TASK REQUIREMENTS - Note the line where "jacket sleeve, formatted" appears in the data below; write it out exactly, along with every line that comes after it to the end.

### RECORDS FOR PROCESSING ###

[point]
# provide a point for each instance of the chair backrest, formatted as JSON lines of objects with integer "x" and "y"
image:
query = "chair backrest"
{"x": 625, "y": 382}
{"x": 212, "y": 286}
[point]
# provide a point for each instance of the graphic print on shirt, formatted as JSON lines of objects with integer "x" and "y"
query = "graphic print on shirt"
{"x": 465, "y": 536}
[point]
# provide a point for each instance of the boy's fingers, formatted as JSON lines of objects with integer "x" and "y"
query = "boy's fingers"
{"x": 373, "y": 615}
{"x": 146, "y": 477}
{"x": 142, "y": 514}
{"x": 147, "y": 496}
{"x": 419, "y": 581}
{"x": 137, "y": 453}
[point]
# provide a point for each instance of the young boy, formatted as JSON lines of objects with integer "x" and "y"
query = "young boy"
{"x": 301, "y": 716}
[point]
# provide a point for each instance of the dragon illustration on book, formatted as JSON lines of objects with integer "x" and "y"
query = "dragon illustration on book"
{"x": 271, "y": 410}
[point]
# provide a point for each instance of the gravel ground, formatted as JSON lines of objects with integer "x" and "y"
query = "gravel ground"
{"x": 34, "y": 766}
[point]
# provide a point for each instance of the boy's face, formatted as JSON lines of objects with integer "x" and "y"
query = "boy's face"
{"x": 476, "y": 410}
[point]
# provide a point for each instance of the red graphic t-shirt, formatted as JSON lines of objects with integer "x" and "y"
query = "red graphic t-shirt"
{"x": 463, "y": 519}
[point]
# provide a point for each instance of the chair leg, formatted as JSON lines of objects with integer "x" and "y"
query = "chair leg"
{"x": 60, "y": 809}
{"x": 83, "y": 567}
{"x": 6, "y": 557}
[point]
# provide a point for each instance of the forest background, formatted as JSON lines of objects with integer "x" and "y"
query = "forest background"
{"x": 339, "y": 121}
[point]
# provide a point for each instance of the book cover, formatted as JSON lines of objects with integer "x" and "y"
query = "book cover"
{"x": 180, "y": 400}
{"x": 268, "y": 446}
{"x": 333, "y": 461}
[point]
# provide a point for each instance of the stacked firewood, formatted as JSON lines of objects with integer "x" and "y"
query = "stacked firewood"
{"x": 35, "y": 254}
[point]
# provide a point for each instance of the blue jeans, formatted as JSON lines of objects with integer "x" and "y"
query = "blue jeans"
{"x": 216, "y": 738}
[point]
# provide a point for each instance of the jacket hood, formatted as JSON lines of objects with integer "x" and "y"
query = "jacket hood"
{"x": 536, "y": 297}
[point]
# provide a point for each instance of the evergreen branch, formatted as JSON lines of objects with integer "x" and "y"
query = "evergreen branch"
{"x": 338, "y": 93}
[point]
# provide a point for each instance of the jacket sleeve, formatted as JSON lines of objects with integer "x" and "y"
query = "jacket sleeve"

###

ANSWER TO THIS EXERCISE -
# provide a point for each instance of the jacket sleeve, formatted as JSON lines of objects with integer "x" and "y"
query = "jacket sleeve"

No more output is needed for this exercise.